## DATA FOR THIS TASK
[BEGIN]
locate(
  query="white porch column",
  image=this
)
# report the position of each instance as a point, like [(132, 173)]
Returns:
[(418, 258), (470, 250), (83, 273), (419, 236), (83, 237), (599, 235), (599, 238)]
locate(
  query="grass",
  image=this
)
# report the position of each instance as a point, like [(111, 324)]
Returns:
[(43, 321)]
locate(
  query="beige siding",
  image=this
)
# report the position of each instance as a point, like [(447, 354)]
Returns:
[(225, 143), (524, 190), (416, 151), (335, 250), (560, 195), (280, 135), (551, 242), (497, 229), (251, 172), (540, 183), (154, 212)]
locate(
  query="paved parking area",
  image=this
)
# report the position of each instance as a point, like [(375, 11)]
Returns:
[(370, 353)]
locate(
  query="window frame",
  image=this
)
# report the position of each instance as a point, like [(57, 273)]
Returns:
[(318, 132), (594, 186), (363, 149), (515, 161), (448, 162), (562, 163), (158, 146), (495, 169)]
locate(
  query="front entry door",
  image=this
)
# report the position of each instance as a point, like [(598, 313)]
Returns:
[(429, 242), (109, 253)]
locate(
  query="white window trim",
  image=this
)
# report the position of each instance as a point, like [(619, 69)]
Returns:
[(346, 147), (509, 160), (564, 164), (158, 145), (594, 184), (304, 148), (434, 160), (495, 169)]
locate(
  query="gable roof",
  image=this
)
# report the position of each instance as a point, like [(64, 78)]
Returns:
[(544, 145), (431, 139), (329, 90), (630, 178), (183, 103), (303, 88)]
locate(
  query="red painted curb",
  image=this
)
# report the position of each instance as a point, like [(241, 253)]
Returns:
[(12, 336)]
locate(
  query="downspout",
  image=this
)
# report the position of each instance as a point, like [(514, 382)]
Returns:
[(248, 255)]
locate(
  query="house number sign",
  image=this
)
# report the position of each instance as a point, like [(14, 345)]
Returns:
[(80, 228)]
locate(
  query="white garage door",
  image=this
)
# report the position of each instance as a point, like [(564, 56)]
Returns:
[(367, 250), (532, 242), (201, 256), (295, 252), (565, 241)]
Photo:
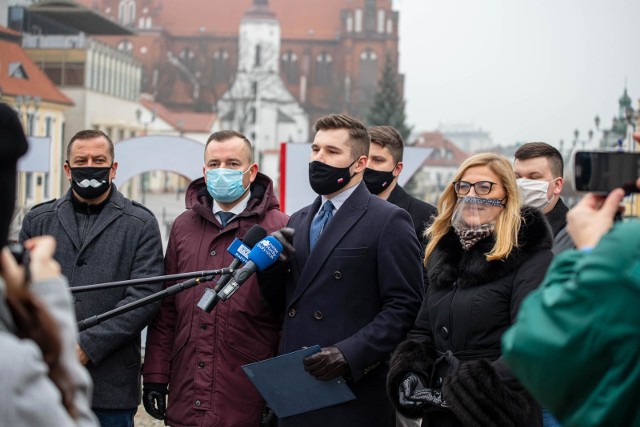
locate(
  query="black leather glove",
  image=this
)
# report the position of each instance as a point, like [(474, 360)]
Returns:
[(154, 398), (413, 394), (268, 418), (285, 236), (408, 387), (327, 364), (477, 396)]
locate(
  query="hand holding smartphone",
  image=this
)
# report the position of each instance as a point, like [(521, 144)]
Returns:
[(602, 171)]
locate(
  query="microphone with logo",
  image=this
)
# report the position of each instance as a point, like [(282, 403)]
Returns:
[(240, 251), (261, 257)]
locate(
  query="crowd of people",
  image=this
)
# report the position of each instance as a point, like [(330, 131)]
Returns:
[(500, 306)]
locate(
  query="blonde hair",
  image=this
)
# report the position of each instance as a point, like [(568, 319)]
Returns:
[(508, 221)]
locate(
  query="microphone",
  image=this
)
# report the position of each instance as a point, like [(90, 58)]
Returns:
[(240, 252), (262, 256)]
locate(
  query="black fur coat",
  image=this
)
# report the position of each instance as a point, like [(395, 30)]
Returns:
[(470, 302)]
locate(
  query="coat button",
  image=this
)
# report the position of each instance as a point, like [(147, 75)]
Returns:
[(444, 332)]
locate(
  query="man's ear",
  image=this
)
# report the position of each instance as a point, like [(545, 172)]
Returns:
[(398, 169), (558, 186), (361, 163)]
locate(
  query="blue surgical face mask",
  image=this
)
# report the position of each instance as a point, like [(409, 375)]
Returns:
[(225, 185)]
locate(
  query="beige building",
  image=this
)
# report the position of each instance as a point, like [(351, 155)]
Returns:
[(42, 109)]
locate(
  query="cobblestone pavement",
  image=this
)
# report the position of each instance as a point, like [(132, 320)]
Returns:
[(143, 419)]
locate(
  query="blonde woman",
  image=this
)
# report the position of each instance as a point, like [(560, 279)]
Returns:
[(485, 254)]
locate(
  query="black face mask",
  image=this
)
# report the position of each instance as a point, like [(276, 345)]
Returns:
[(90, 182), (378, 181), (325, 179)]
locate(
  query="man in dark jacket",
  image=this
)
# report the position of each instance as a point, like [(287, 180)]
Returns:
[(353, 285), (381, 177), (197, 356), (102, 237), (540, 170)]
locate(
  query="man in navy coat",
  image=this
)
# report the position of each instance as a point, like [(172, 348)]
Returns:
[(352, 279)]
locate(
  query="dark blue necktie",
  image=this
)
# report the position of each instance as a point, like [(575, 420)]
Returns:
[(319, 222), (225, 217)]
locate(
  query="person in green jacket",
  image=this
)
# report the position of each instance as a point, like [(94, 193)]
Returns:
[(576, 343)]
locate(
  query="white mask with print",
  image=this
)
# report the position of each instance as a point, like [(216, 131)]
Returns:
[(533, 192)]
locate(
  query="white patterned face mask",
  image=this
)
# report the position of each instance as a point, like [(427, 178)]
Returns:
[(533, 192)]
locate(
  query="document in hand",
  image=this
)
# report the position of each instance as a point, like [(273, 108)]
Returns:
[(290, 390)]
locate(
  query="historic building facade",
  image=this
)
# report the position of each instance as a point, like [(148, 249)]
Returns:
[(330, 57)]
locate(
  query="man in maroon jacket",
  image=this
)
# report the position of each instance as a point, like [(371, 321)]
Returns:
[(193, 356)]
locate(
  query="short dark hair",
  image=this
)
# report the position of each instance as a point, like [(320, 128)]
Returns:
[(532, 150), (357, 131), (224, 135), (86, 134), (388, 136)]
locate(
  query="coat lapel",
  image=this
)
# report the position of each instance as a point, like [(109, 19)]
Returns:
[(344, 219), (112, 210), (67, 218)]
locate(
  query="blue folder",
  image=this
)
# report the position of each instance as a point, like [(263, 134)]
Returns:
[(289, 390)]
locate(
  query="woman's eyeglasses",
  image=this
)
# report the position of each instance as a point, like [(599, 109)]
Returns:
[(482, 188)]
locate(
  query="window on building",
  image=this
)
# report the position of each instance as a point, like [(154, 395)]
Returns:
[(324, 68), (31, 123), (368, 69), (28, 185), (380, 28), (48, 126), (290, 67), (46, 185), (125, 45), (17, 71), (358, 21), (127, 12), (370, 16), (258, 56), (221, 72)]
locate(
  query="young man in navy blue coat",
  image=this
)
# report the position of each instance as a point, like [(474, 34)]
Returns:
[(356, 288)]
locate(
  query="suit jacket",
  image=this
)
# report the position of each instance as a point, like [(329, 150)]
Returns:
[(421, 212), (360, 289), (123, 243)]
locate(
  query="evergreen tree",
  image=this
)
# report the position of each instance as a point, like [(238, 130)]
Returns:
[(388, 104)]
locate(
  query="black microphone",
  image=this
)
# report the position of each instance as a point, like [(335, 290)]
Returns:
[(261, 257), (240, 251)]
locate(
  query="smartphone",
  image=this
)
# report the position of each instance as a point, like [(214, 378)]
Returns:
[(603, 171)]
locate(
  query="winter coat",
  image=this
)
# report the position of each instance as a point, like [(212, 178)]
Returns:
[(576, 344), (470, 302), (358, 289), (199, 354), (123, 243), (422, 213), (29, 397)]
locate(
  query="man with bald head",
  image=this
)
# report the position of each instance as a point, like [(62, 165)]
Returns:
[(103, 237), (195, 357)]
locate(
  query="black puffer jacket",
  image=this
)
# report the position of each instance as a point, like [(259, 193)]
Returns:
[(470, 302)]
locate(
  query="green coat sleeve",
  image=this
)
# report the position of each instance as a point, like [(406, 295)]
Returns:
[(576, 342)]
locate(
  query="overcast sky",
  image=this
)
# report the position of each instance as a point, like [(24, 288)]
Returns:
[(522, 70)]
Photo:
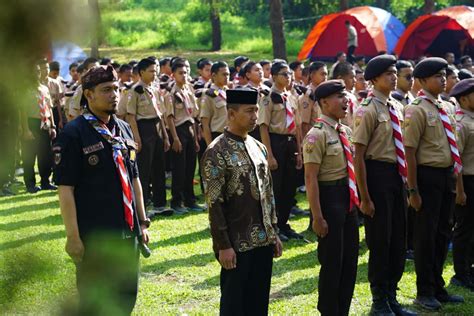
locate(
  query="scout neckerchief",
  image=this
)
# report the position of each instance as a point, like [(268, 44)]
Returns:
[(354, 196), (118, 145), (448, 128), (290, 116), (43, 107), (397, 139)]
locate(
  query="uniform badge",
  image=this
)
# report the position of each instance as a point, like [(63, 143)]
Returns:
[(57, 158), (93, 160)]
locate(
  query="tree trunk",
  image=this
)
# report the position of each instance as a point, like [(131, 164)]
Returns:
[(216, 25), (276, 26), (429, 7), (96, 27), (343, 5)]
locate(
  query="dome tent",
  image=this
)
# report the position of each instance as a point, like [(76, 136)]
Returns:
[(448, 30), (377, 29)]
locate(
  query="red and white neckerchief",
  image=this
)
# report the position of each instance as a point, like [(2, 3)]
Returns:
[(448, 128), (187, 102), (118, 145), (290, 115), (154, 101), (43, 107), (222, 94), (397, 138), (354, 196)]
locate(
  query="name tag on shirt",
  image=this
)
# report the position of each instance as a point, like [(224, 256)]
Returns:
[(93, 148)]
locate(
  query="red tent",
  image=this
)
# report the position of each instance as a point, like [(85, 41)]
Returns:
[(448, 30), (377, 29)]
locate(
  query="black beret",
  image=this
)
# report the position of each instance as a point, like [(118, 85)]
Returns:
[(462, 88), (239, 60), (242, 96), (378, 65), (98, 75), (328, 88), (465, 74), (429, 66)]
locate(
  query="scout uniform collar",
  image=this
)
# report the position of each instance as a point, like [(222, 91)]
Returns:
[(238, 138), (331, 122)]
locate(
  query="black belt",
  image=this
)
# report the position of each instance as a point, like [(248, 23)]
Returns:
[(343, 181)]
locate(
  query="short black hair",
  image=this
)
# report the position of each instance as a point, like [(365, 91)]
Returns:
[(89, 61), (125, 67), (264, 62), (144, 64), (276, 67), (203, 62), (73, 65), (315, 66), (218, 65), (401, 64), (451, 70), (176, 65), (164, 61), (295, 64), (54, 65), (342, 69), (106, 61)]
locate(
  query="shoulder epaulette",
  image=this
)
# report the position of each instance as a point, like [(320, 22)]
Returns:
[(318, 125), (139, 89), (300, 89), (416, 101), (366, 101), (397, 96), (276, 98), (212, 93)]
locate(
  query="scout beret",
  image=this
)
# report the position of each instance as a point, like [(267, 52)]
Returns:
[(465, 74), (239, 60), (328, 88), (98, 75), (242, 96), (462, 88), (429, 67), (378, 65)]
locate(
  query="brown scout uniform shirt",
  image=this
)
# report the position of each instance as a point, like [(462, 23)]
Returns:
[(214, 108), (274, 114), (373, 127), (323, 146), (144, 102), (425, 132), (236, 174), (179, 103), (465, 140), (307, 107)]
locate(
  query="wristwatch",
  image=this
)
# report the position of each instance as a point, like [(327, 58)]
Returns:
[(146, 222)]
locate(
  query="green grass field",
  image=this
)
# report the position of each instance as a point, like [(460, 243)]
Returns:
[(181, 277)]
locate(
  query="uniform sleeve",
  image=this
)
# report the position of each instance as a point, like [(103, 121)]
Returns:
[(364, 125), (169, 108), (414, 126), (132, 102), (207, 109), (314, 147), (67, 159), (264, 111), (213, 172), (461, 136)]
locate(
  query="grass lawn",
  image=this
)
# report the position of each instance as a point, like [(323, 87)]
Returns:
[(181, 277)]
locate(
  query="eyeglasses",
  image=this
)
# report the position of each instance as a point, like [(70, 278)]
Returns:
[(285, 74)]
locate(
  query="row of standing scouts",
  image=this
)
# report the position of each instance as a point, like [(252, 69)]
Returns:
[(367, 140)]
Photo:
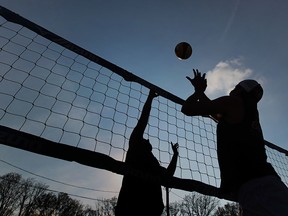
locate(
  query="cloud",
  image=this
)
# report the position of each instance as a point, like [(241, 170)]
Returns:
[(225, 75)]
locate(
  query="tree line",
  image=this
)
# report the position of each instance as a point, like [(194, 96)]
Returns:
[(27, 197)]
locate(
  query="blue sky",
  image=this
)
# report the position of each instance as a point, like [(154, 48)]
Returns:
[(231, 40)]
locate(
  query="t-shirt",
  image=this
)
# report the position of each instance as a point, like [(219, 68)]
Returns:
[(241, 152), (139, 196)]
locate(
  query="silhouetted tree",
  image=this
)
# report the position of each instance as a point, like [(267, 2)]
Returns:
[(229, 209)]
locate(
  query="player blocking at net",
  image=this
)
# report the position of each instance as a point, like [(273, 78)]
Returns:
[(137, 195), (245, 173)]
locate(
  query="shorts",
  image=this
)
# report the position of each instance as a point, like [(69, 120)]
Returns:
[(264, 196)]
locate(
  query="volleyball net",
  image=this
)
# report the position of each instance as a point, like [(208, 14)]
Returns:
[(60, 100)]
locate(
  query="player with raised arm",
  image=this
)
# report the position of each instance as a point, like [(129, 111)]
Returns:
[(245, 172), (138, 196)]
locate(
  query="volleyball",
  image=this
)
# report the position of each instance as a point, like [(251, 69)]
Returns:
[(183, 50)]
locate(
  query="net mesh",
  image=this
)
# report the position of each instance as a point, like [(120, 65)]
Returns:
[(51, 91)]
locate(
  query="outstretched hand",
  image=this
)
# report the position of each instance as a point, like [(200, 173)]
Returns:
[(175, 148), (199, 82)]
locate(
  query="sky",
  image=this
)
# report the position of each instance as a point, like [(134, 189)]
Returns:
[(231, 40)]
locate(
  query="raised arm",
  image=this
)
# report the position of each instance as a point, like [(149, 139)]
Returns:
[(143, 120), (198, 103)]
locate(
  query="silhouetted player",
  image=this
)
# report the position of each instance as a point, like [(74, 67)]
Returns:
[(245, 172), (139, 196)]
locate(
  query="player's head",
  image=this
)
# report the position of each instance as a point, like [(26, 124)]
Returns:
[(249, 89)]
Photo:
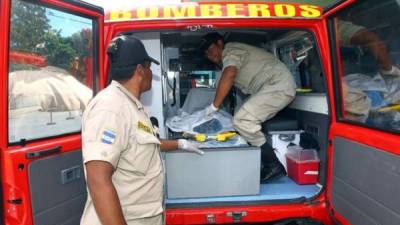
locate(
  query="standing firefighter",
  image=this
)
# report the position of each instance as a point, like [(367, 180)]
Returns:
[(121, 152), (267, 80)]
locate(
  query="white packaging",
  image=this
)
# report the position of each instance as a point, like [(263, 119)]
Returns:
[(280, 140)]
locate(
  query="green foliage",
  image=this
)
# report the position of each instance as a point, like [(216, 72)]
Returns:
[(28, 24), (59, 50), (31, 32)]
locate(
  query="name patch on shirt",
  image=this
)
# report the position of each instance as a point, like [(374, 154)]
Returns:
[(108, 137), (143, 127)]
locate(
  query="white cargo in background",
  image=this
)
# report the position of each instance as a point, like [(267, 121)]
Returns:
[(280, 140), (219, 172)]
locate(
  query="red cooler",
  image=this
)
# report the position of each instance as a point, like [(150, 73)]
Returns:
[(303, 165)]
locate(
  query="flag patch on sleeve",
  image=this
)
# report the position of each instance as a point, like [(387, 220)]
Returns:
[(108, 137)]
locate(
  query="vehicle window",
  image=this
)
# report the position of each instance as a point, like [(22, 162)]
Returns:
[(369, 58), (299, 52), (50, 71)]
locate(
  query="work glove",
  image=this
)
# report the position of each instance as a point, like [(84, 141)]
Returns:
[(394, 71), (189, 146), (210, 110)]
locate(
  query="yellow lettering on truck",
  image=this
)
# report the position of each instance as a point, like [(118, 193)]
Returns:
[(211, 10), (257, 10), (310, 11), (120, 15), (142, 12), (284, 10), (235, 10), (179, 12)]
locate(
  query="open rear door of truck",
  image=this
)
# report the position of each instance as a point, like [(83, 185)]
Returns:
[(364, 151), (51, 66)]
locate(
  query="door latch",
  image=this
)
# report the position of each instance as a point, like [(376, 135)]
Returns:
[(237, 216)]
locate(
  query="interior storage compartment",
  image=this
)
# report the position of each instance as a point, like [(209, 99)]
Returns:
[(219, 172), (230, 174)]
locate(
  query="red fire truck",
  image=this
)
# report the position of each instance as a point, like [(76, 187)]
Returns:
[(343, 56)]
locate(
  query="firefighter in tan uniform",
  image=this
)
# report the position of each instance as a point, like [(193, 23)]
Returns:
[(268, 82), (121, 152)]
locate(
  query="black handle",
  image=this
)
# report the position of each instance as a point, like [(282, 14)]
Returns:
[(37, 154)]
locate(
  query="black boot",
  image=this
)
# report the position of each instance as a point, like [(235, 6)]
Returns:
[(271, 168)]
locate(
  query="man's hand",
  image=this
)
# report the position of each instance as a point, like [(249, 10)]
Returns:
[(189, 146), (103, 193), (210, 110), (395, 71)]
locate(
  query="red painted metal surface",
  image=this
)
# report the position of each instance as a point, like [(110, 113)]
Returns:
[(259, 213), (14, 164)]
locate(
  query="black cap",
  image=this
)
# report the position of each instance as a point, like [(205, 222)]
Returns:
[(125, 52), (208, 40)]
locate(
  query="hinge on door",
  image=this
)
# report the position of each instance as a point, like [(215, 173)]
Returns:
[(15, 201), (237, 216), (210, 218)]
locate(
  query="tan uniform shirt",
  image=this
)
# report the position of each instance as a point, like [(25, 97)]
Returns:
[(116, 129), (257, 68)]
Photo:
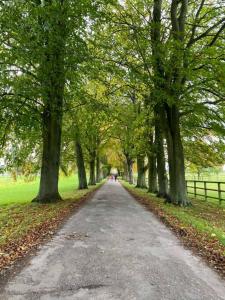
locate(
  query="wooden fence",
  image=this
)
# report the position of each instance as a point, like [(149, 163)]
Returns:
[(206, 189)]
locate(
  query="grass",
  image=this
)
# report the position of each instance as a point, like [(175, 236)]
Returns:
[(18, 216), (209, 185), (200, 193), (23, 192), (206, 217)]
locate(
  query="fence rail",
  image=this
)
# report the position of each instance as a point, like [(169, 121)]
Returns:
[(202, 188), (210, 189)]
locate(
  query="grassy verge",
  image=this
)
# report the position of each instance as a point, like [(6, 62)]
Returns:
[(23, 225), (200, 227)]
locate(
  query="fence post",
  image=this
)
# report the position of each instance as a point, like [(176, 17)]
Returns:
[(219, 192), (205, 189), (195, 188)]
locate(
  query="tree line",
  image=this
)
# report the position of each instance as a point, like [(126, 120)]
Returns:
[(145, 78)]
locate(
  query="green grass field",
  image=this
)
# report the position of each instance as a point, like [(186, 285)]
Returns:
[(200, 193), (205, 217), (22, 192)]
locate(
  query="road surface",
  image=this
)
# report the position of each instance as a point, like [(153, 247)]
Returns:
[(114, 249)]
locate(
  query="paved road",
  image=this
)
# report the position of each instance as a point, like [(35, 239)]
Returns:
[(114, 249)]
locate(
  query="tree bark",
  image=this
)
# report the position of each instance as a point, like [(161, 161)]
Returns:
[(80, 166), (141, 168), (98, 169), (52, 78), (160, 155), (92, 178), (152, 174), (130, 169), (177, 191)]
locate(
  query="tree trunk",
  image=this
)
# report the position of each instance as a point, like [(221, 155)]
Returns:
[(152, 174), (141, 179), (130, 169), (177, 192), (80, 166), (160, 156), (98, 169), (52, 81), (92, 178)]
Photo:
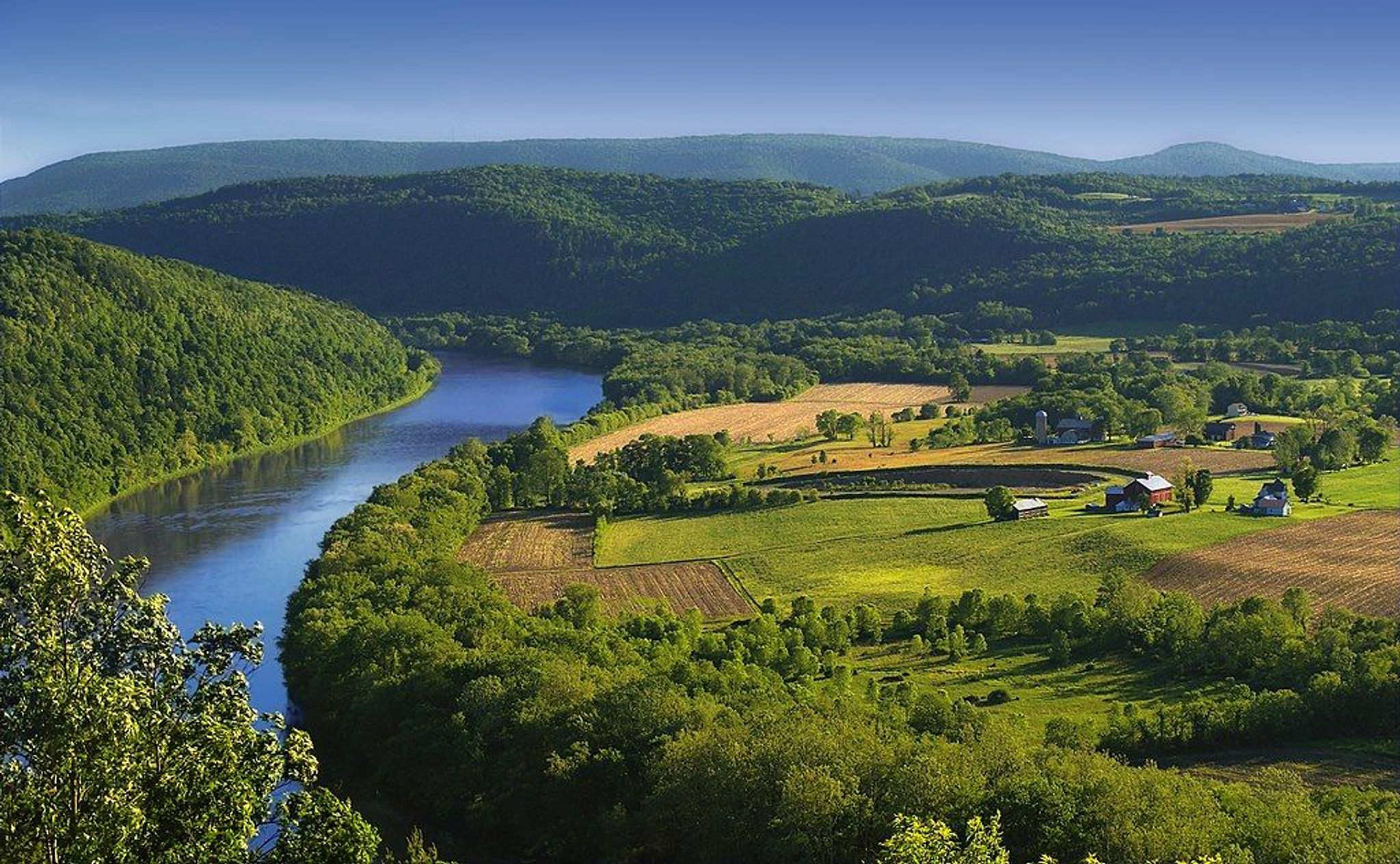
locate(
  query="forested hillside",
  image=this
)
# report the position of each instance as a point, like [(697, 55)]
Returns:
[(118, 368), (645, 249), (100, 181)]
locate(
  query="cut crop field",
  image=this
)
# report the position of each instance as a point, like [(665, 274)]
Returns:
[(535, 556), (857, 455), (1319, 765), (781, 420), (1250, 223), (887, 551), (1349, 561), (1039, 689), (553, 541)]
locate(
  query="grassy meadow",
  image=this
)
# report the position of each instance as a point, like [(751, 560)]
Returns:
[(888, 550), (1039, 689)]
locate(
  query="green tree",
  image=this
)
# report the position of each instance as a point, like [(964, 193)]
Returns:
[(1202, 486), (917, 841), (1373, 440), (120, 741), (1183, 485), (1305, 481), (959, 387), (1144, 422), (1000, 500)]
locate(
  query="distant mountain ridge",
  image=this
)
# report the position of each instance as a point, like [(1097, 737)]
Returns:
[(643, 249), (103, 181)]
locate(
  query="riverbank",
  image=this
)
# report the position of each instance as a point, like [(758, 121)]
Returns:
[(420, 388)]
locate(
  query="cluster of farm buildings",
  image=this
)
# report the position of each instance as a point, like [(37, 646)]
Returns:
[(1077, 430)]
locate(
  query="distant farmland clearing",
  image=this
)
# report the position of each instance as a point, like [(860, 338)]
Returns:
[(1250, 223), (535, 556), (781, 420), (1347, 561)]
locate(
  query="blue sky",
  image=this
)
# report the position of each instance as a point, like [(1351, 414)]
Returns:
[(1308, 80)]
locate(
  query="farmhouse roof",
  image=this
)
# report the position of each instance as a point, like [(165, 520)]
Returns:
[(1153, 482), (1159, 437)]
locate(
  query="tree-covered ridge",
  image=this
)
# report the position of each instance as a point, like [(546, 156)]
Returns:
[(645, 249), (98, 181), (117, 368)]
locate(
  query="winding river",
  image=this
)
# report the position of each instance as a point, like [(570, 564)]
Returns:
[(228, 543)]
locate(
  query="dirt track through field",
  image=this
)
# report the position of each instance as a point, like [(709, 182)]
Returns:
[(1163, 459), (535, 556), (759, 420), (1347, 561)]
[END]
## WHAT TO PRODUCE
Reproduce the entries above, starting at the start of the entries and ending at the line containing "103), (303, 88)]", both ends included, with each request kept and -140 added to every coordinate in the answers.

## TASK OUTPUT
locate(
  query="white porch column",
  image=this
)
# report the position of each instance as a point, like [(132, 173)]
Returns:
[(278, 118), (330, 110), (-57, 133), (279, 96), (-57, 97), (459, 95), (459, 98)]
locate(
  query="grass",
  image=this
)
# report the position of each instance as a point, like [(111, 324)]
Returns:
[(-97, 181)]
locate(
  query="beige siding",
  image=this
)
# report the position of each instance as a point, like [(447, 354)]
Returns:
[(85, 3), (384, 50), (276, 11), (195, 110), (420, 55), (140, -5), (411, 102), (357, 89), (111, 32), (400, 43), (14, 72)]
locate(
  query="paved parking area",
  image=this
)
# report the position of each instance as a point, like [(375, 11)]
Returns:
[(230, 213)]
locate(
  query="window frame",
  image=this
)
# report the position of each instance as a point, like [(57, 273)]
Returns:
[(178, -8), (454, 46), (223, 9), (375, 21), (308, 22), (422, 23), (18, 6), (355, 29)]
locate(
  query="front entry door",
  image=this
)
# report the position of each instance as a point, like [(598, 313)]
Returns:
[(289, 102), (-31, 113)]
locate(
  query="white window trim",
  image=this
)
# report the position of each instance as a point, like [(619, 69)]
Returns:
[(206, 7), (369, 20), (424, 24), (18, 5), (454, 44), (164, 8), (294, 20), (355, 29)]
locate(
  query="gable roof",
  image=this
)
# report the position of each instance as a point, like [(64, 78)]
Returns:
[(404, 5), (291, -1), (189, -50), (490, 38), (43, -37), (163, -52)]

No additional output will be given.